───── KUTIPAN TEKS
Adab-Adab Puasa

ADAB-ADAB PUASA

Oleh
Dr. Abdullah bin Muhammad bin Ahmad Ath-Thayyar

Puasa memiliki banyak adab atau tata krama, di mana ia tidak sempurna kecuali dengan mengerjakannya dan tidak juga lengkap kecuali dengan menjalankannya. Adab-adab ini terbagi menjadi dua bagian; adab-adab yang bersifat wajib, yang harus dipelihara dan dijaga oleh orang yang berpuasa. Dan adab-adab yang bersifat sunnah yang juga harus dipelihara dan dijaga oleh-nya. Berikut ini pembahasannya lebih lanjut.

Adab-Adab yang  Bersifat Wajib
1. Orang yang berpuasa harus menghindari kedustaan, karena hal itu termasuk amal yang haram dilakukan pada setiap saat, dan pada waktu puasa itu jelas lebih diharamkan.
Rasulullah Shallallahu ‘alaihi wa sallam telah bersabda:

إِيَّاكُمْ وَالْكَذِبَ فَإِنَّ الْكَذِبَ يَهْدِي إِلَى الْفُجُوْرِ وَإِنَّ الْفُجُوْرَ يَهْدِي إِلَى النَّارِ وَلاَ يَزَالُ الرَّجُلُ يَكْذِبُ وَيَتَحَرَّى الْكَذِبَ حَتَّى يُكْتَبَ عِنْدَ اللهِ كَذَّابًا

Jauhilah oleh kalian perbuatan dusta, karena dusta itu membawa kepada kejahatan dan kejahatan itu menggiring ke Neraka. Dan seseorang itu masih akan terus berdusta dan terus berdusta sehingga dicatat di sisi Allah sebagai pendusta.”[1]

2. Hendaklah orang yang sedang berpuasa menghindari ghibah. Yakni seorang muslim menyebutkan apa-apa yang tidak disukai dari saudaranya ketika saudaranya itu sedang tidak bersamanya, baik yang disebutkannya itu apa yang tidak disukai dari penampilan atau akhlaknya, maupun yang disebutkannya itu memang benar adanya maupun tidak.
Allah Subhanahu wa Ta’ala berfirman:

وَلَا تَجَسَّسُوا وَلَا يَغْتَبْ بَعْضُكُمْ بَعْضًا ۚ أَيُحِبُّ أَحَدُكُمْ أَنْ يَأْكُلَ لَحْمَ أَخِيهِ مَيْتًا فَكَرِهْتُمُوهُ

Dan janganlah sebagian kalian menggunjing sebagian yang lain. Sukakah salah seorang di antara kalian memakan daging saudaranya yang sudah mati? Maka tentulah kalian merasa jijik kepadanya…” [al-Hujuraat/49: 12]

Pembaca yang budiman, adakah gambaran yang lebih buruk dari gambaran ini, di mana seseorang memakan daging orang yang sudah menjadi mayat? Sesungguhnya yang buta bukanlah mata tetapi hati yang ada di dalam dada. Dan ghibah itu haram dilakukan kapan-pun, dan bagi orang yang sedang berpuasa, ghibah lebih diharamkan sebagai bentuk penghormatan terhadap waktu.
──────────
### PETUNJUK TUGAS
**a)** Tentukan apakah setiap pernyataan berikut sesuai dengan teks tentang adab puasa, lalu jawab ya atau tidak disertai kutipan persis kata-kata teks yang menentukannya: (i) adab puasa terbagi menjadi dua bagian; (ii) ghibah hanya haram dilakukan ketika berpuasa; (iii) dusta membawa kepada kejahatan.
**b)** Tuliskan semua bentuk kata berbeda dalam teks tentang adab puasa yang dibentuk dari kata dasar "dusta".
**c)** Salin dengan tepat bagian teks tentang adab puasa, mulai dari "Jauhilah oleh kalian" terus ke bawah sampai "adanya maupun tidak.".
───── KUTIPAN BARIS
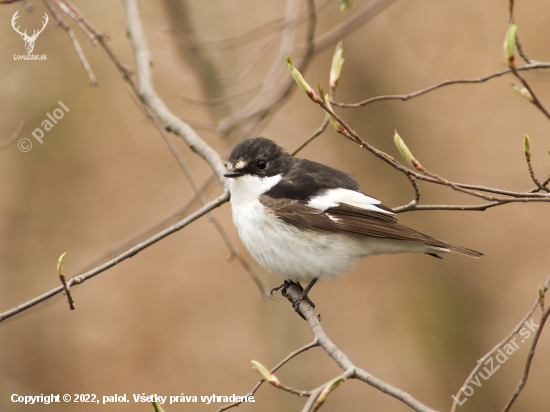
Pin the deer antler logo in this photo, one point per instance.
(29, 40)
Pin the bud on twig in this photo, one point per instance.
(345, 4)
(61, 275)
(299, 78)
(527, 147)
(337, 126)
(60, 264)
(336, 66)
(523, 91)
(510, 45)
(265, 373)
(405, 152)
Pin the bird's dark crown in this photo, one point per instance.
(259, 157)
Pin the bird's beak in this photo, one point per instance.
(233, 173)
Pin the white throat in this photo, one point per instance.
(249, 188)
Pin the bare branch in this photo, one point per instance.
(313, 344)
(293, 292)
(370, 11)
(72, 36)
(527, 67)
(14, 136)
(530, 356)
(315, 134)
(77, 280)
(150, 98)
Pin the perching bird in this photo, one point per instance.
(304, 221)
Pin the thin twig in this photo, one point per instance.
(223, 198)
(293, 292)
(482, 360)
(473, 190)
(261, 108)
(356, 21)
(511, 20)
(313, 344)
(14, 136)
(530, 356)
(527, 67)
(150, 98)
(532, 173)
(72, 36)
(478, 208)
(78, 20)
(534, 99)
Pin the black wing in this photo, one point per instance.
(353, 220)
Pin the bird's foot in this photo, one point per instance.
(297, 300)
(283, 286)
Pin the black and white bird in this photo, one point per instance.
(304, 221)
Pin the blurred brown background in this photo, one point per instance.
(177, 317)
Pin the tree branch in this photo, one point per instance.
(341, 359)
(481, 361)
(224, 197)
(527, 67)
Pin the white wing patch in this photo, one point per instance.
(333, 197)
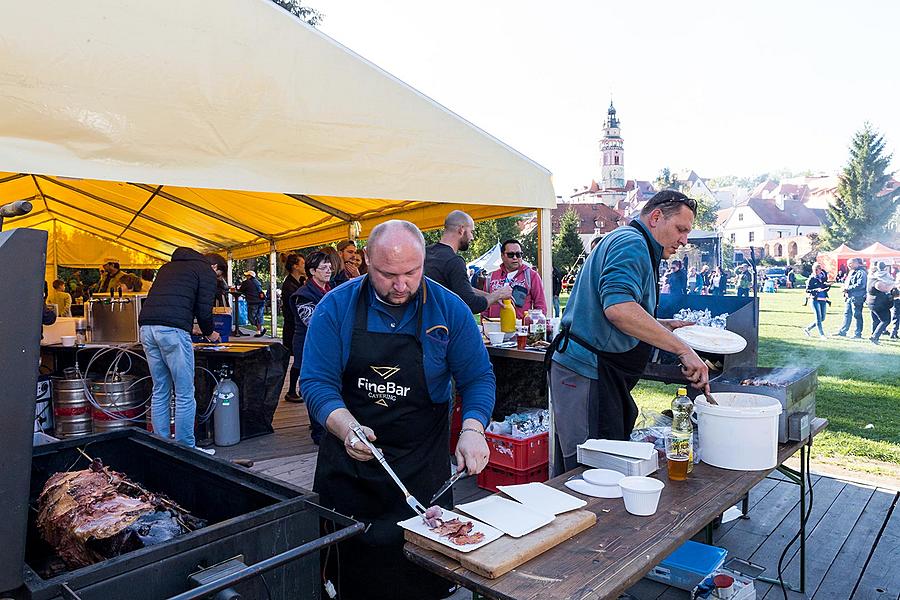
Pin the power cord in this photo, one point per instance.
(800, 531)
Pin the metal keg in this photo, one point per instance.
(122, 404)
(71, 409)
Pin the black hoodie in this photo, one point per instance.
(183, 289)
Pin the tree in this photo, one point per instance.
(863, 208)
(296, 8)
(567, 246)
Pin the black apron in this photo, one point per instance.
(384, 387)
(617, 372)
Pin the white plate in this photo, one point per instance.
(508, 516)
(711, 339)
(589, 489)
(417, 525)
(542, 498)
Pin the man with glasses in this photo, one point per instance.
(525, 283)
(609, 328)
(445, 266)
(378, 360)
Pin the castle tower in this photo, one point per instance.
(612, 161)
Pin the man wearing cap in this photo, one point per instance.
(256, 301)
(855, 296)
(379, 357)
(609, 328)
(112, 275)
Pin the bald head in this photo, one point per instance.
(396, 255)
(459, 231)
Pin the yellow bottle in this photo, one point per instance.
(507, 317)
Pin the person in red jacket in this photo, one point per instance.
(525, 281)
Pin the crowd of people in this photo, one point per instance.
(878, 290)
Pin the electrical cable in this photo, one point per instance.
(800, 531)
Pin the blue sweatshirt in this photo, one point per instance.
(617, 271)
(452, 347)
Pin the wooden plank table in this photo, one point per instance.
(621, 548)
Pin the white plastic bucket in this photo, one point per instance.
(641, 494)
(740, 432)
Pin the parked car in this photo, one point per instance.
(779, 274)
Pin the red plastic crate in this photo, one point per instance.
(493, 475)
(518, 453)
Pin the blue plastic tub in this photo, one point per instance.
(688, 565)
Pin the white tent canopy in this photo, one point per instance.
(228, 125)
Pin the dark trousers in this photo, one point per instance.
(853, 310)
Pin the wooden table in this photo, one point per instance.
──────────
───── KUTIPAN BARIS
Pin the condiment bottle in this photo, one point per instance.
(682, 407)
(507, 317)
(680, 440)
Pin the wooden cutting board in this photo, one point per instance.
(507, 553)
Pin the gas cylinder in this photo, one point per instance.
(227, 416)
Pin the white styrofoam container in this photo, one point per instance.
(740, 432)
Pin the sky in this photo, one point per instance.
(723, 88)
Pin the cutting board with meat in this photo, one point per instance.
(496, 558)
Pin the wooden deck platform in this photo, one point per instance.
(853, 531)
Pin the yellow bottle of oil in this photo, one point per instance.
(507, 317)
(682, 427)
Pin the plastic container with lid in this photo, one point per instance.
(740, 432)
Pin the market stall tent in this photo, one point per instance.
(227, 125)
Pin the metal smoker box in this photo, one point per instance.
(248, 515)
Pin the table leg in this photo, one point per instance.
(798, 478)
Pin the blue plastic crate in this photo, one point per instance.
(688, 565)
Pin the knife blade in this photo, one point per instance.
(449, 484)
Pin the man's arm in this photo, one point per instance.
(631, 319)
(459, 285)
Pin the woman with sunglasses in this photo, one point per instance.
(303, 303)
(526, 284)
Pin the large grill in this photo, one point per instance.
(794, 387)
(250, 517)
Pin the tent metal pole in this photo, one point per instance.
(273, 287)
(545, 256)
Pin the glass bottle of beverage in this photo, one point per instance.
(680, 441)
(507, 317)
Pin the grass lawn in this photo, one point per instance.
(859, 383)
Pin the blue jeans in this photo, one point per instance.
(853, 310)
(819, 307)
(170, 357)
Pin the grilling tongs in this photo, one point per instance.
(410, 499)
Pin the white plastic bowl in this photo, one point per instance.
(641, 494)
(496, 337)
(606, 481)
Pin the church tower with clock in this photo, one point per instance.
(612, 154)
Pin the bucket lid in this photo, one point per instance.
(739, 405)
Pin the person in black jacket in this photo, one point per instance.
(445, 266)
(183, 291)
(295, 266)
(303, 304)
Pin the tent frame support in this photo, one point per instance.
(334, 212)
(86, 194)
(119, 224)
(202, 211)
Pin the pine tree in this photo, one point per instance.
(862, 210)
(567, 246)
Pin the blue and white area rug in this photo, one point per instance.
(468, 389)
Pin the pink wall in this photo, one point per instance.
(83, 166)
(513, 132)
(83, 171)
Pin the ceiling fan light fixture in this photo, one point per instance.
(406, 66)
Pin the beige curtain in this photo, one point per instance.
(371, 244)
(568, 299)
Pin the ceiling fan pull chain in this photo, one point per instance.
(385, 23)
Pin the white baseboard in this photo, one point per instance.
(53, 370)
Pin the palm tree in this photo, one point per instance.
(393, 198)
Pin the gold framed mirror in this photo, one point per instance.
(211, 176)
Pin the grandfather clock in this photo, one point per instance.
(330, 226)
──────────
### HASIL LATIHAN
**a)**
(i) Ya: "Adab-adab ini terbagi menjadi dua bagian"
(ii) Tidak: "Dan ghibah itu haram dilakukan kapan-pun"
(iii) Ya: "dusta itu membawa kepada kejahatan"

**b)** kedustaan, dusta, berdusta, pendusta

**c)**
Jauhilah oleh kalian perbuatan dusta, karena dusta itu membawa kepada kejahatan dan kejahatan itu menggiring ke Neraka. Dan seseorang itu masih akan terus berdusta dan terus berdusta sehingga dicatat di sisi Allah sebagai pendusta.”[1]

2. Hendaklah orang yang sedang berpuasa menghindari ghibah. Yakni seorang muslim menyebutkan apa-apa yang tidak disukai dari saudaranya ketika saudaranya itu sedang tidak bersamanya, baik yang disebutkannya itu apa yang tidak disukai dari penampilan atau akhlaknya, maupun yang disebutkannya itu memang benar adanya maupun tidak.